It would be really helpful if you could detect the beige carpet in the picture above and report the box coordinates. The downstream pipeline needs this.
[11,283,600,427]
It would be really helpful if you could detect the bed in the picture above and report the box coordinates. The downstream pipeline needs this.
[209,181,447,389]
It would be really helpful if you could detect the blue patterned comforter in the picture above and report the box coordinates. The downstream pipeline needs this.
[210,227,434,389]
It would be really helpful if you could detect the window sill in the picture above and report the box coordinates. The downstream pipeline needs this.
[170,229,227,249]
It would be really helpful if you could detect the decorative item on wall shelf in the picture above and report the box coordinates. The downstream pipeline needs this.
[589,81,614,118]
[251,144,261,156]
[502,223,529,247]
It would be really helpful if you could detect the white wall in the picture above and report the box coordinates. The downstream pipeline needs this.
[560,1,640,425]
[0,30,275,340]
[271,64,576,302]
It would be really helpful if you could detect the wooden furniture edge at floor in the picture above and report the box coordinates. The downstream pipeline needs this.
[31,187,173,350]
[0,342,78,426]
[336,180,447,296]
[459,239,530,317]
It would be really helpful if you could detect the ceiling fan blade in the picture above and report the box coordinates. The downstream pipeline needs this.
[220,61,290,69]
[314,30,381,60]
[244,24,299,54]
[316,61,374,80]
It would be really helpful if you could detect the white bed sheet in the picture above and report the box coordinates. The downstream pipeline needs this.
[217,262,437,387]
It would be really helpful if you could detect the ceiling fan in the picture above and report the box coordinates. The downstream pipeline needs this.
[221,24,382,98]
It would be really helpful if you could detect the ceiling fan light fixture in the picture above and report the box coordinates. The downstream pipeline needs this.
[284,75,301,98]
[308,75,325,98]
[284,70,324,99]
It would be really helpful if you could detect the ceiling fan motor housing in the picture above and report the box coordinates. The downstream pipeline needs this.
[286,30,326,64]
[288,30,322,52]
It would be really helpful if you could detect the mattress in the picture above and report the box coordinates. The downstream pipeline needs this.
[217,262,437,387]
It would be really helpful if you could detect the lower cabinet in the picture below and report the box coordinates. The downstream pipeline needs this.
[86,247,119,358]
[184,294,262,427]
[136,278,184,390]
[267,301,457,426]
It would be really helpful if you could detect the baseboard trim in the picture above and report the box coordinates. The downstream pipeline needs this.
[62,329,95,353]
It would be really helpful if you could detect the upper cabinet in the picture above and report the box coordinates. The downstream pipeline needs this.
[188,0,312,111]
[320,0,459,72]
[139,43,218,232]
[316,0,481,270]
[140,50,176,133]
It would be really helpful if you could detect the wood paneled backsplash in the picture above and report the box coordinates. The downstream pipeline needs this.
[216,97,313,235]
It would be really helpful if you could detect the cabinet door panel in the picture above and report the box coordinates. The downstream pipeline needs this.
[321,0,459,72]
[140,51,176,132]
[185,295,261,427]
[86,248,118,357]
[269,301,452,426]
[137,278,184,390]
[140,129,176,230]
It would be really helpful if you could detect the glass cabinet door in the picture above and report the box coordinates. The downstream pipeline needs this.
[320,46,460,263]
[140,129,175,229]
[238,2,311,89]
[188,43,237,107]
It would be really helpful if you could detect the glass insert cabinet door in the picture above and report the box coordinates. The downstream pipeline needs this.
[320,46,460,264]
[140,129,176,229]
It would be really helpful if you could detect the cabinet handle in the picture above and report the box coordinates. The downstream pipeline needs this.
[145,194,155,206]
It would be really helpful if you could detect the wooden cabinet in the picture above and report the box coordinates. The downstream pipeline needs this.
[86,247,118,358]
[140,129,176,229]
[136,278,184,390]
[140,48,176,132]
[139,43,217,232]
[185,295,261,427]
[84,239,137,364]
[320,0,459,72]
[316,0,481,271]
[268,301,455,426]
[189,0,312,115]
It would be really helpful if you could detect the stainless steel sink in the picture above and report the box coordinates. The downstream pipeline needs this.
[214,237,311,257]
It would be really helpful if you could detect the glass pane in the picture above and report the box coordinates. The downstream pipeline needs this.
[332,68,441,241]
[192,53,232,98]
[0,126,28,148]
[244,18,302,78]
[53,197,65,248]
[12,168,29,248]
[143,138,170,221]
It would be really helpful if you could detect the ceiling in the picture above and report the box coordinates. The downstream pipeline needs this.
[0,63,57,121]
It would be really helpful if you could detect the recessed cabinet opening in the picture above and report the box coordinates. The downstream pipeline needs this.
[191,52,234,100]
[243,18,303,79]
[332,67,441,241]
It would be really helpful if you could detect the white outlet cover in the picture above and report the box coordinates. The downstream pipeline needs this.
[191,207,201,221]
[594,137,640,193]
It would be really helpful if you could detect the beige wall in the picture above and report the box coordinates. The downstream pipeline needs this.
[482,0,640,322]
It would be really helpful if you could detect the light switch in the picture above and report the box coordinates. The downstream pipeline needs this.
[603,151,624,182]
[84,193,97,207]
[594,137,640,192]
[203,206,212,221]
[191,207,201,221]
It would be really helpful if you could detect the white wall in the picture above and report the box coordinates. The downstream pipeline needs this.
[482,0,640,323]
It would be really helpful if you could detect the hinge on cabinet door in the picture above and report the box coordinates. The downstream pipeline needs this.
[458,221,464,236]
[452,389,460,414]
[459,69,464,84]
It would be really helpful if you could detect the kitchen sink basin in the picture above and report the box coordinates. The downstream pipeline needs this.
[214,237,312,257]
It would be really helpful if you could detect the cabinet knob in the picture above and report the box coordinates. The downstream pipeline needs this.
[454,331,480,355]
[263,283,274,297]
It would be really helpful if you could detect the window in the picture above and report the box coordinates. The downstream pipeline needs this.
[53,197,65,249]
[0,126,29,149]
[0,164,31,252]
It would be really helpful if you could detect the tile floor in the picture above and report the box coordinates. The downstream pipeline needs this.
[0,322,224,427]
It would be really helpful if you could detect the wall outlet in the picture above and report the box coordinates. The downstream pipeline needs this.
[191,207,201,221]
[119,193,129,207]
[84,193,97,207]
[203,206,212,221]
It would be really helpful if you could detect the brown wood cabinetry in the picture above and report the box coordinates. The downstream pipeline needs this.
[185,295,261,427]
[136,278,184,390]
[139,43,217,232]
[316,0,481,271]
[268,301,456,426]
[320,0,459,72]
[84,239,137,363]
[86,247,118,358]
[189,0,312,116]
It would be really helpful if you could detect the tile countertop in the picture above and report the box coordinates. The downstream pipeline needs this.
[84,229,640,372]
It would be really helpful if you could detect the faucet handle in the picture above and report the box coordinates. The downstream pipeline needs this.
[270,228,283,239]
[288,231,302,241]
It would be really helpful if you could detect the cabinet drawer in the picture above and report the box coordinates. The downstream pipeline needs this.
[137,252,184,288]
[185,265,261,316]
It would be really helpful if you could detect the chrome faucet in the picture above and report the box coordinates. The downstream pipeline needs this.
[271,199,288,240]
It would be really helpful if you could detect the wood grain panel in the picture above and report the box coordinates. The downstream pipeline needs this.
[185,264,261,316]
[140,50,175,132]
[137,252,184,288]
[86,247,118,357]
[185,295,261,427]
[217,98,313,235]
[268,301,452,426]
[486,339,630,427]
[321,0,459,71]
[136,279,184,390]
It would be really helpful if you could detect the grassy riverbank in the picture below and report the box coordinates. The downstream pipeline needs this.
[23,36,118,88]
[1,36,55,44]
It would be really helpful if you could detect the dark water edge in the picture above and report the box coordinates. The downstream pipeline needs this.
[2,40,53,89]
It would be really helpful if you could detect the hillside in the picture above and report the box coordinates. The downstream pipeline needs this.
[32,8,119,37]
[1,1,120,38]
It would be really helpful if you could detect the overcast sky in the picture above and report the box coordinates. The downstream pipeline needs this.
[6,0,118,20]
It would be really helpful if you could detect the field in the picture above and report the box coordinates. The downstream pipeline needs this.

··········

**Work required**
An exact copy of the data is needed.

**Task answer**
It would be really helpful if you could detect the beige carpet in the picture above and report the box coordinates. The downstream pipeline needs this.
[11,283,600,427]
It would be really helpful if you could detect the bed in the picture above and report the box coordinates. The downstream pipeline needs this.
[209,181,447,389]
It would be really helpful if you could detect the blue patterned comforter in the picture above and report the box coordinates. The downstream pipeline needs this.
[210,227,434,389]
It would be really helpful if you could detect the window sill in the picture above and report the box coordinates. The downstream pipeline needs this.
[170,229,227,249]
It would be really helpful if you could detect the decorative item on wall shelf in the picture above and report the box coordinates. The downstream pipeline needs this.
[589,81,614,118]
[251,144,261,156]
[502,223,529,247]
It would be really helpful if you could detect the white wall in the picture above and report the box coordinates. The downstream pipeline needs this.
[560,1,640,425]
[0,30,275,340]
[271,64,576,302]
It would be really helpful if you could detect the wooden furniture edge at floor in the picture above and report the box coordinates. The downstream pipeline needs this.
[31,187,173,350]
[0,342,78,426]
[336,180,447,296]
[459,239,530,317]
It would be really helpful if you could detect the ceiling fan blade in the picture above and report the box coordinates. The downstream pipeline needs this.
[220,61,290,69]
[314,30,381,60]
[244,24,299,54]
[316,61,374,80]
It would be really helpful if you could detect the white bed sheet in the picture above and report the box coordinates. The downstream pipeline needs this.
[217,262,437,387]
It would be really helpful if you could detect the ceiling fan in the picture above and report the box coordinates. The downstream pipeline needs this.
[221,24,382,98]
It would be really helpful if you could detect the ceiling fan light fixture in the picture above and report the box coordinates. The downstream pipeline needs this.
[284,75,301,98]
[308,75,325,98]
[284,70,324,99]
It would be really helpful if you could detect the ceiling fan motor housing in the picture above and report the box coordinates. The downstream pipeline needs this.
[286,30,326,64]
[288,30,322,52]
It would be really helpful if you could detect the mattress in the picture above and report the box coordinates. The downstream pipeline needs this.
[217,262,437,387]
It would be really helpful if you could detect the lower cabinet in the picture below and report the box coordinates. The downstream pipeline needs this.
[86,247,119,358]
[184,294,262,427]
[136,278,184,390]
[267,301,457,426]
It would be really helpful if you could detect the baseboard trim in the picture above and report the box coordinates. The downstream pipeline needs this.
[62,329,95,353]
It would be really helpful if you could detect the upper cabinet in the picture above and report the box coordinates. The downstream pipeline needs this.
[188,0,312,111]
[320,0,459,72]
[139,43,218,232]
[316,0,481,270]
[140,50,176,133]
It would be really helpful if you could detect the wood paneled backsplash in the picture above and report the box coordinates. The downstream pipeline needs this.
[216,97,313,235]
It would be really helpful if you could detect the cabinet door panel in the picture above and report the box coordinates. The downstream pipeline needs this.
[321,0,459,72]
[140,51,176,132]
[185,295,261,427]
[86,248,118,357]
[269,301,452,426]
[137,278,184,390]
[140,129,176,230]
It would be really helpful if you could detect the glass cabinet door in the picture above and report the box coordinates. The downstream pipeline needs this.
[320,46,460,263]
[140,129,175,229]
[238,2,311,89]
[188,43,237,107]
It would be really helpful if you could detect the glass insert cabinet door in the picture above and report the box coordinates. The downstream pipeline needs this.
[320,46,460,264]
[140,129,176,229]
It would be really helpful if you could detect the cabinet handle in the picture above and report the box coordinates. The downstream pipeline needs this.
[145,194,155,206]
It would be really helpful if you could detect the wooden cabinet in the picture above and report the box coordinates. The downstream pipeline needs this.
[86,247,118,358]
[140,129,176,229]
[136,278,184,390]
[140,48,176,132]
[139,43,217,232]
[185,295,261,427]
[84,239,137,364]
[320,0,459,72]
[316,0,481,271]
[268,301,455,426]
[189,0,312,115]
It would be really helpful if you could detect the stainless steel sink in the picture above and report the box coordinates. The downstream pipeline needs this.
[214,237,311,257]
It would be really helpful if you could detect the glass pane in the picture above and report the box coordinates. The downstream pipeline needs this.
[332,68,441,241]
[192,53,232,98]
[0,126,28,148]
[244,18,302,78]
[53,197,65,248]
[12,168,29,248]
[143,138,170,221]
It would be really helpful if you could detect the ceiling in the picture above and report the box coordinates. The downstream pipeline needs this.
[0,63,57,121]
It would be really helpful if you could detect the recessed cabinet opening in the picture above and report the box coordinates. The downstream pipeline needs this.
[191,52,234,100]
[243,18,303,79]
[332,67,441,241]
It would be really helpful if you could detect the white outlet cover in the picture above and report the box coordinates. The downstream pipeline needs this.
[191,207,201,221]
[594,137,640,193]
It would be really helpful if you could detect the beige wall in the picture above and report the box coordinates. The downstream pipeline needs this.
[482,0,640,322]
It would be really helpful if you could detect the light switch in the picture above and report the box coordinates. The downstream pipeline needs this.
[603,151,624,182]
[84,193,97,207]
[594,137,640,192]
[203,206,212,221]
[191,207,201,221]
It would be really helpful if you could detect the white wall in the picture above and report the box coordinates. The downstream pipeline needs this.
[482,0,640,323]
It would be really helpful if you could detect the hinge on cabinet door in the picture above and report the box coordinates. The downstream pipeline needs this.
[458,221,464,236]
[452,389,460,414]
[459,69,464,84]
It would be really helpful if you could detect the kitchen sink basin in the picture above and report the box coordinates. The downstream pipeline needs this.
[214,237,312,257]
It would be really helpful if you could detect the cabinet knob in the picture above and report the box coordinates. The downstream pipeline needs this.
[454,331,480,355]
[263,283,274,297]
It would be really helpful if you could detect the window in the picture above and report the box coordinates. The downstream pipeline needs this.
[53,197,65,249]
[0,126,29,149]
[0,164,31,252]
It would be really helpful if you could detect the tile floor in the picture above and report the box coordinates. The downstream pipeline needs this.
[0,322,224,427]
It would be really helpful if you could detect the wall outlet in the picture above and report the box coordinates. The downstream pipeline needs this.
[191,207,201,221]
[119,193,129,207]
[84,193,97,207]
[203,206,212,221]
It would be really helpful if you could detect the brown wood cabinetry in the picture above and report the box coordinates. The downstream pipeline needs this.
[185,295,261,427]
[136,278,184,390]
[139,43,217,232]
[316,0,481,271]
[268,301,456,426]
[320,0,459,72]
[84,239,137,363]
[86,247,118,358]
[189,0,312,116]
It would be really helpful if you could detect the tile countertop in the picture above and report the box coordinates. The downstream pipeline needs this.
[84,229,640,372]
It would be really helpful if you could detect the faucet handle in the picture above and report the box coordinates. The downstream pipeline needs this.
[270,228,283,239]
[288,231,302,241]
It would be really helpful if you could detect the cabinet drawer in the picture above and report the box coordinates. The downstream pipeline needs this.
[137,252,184,288]
[185,265,261,316]
It would be really helpful if you could detect the chrome faucet in the picture above and report the box coordinates. The downstream pipeline needs this.
[271,199,288,240]
It would be really helpful if you could detect the wood grain panel in the picture above and report the box coordinates. The downstream pipeline needs this.
[185,264,261,316]
[140,50,175,132]
[137,252,184,288]
[86,247,118,357]
[185,295,261,427]
[217,98,313,235]
[268,301,452,426]
[486,339,630,427]
[321,0,459,71]
[136,279,184,390]
It would be really helpful if you could detect the grassy riverbank in the picture below and report the box coordinates. The downstream pipeline needs this.
[23,36,118,88]
[1,36,55,44]
It would be really helpful if you could detect the dark water edge in the picture above and report the box coordinates. The downstream pipeline needs this.
[2,40,53,89]
It would be really helpful if you could detect the hillside in the picture above and report the box coordinates. The downstream pipeline needs this.
[32,8,119,37]
[1,1,120,38]
It would be really helpful if you could detect the overcast sky in the picture above and report the box coordinates. The downstream pipeline needs this.
[6,0,118,20]
It would be really helpful if you could detect the field in the picture above and report the box coordinates. The downstream pipeline needs this.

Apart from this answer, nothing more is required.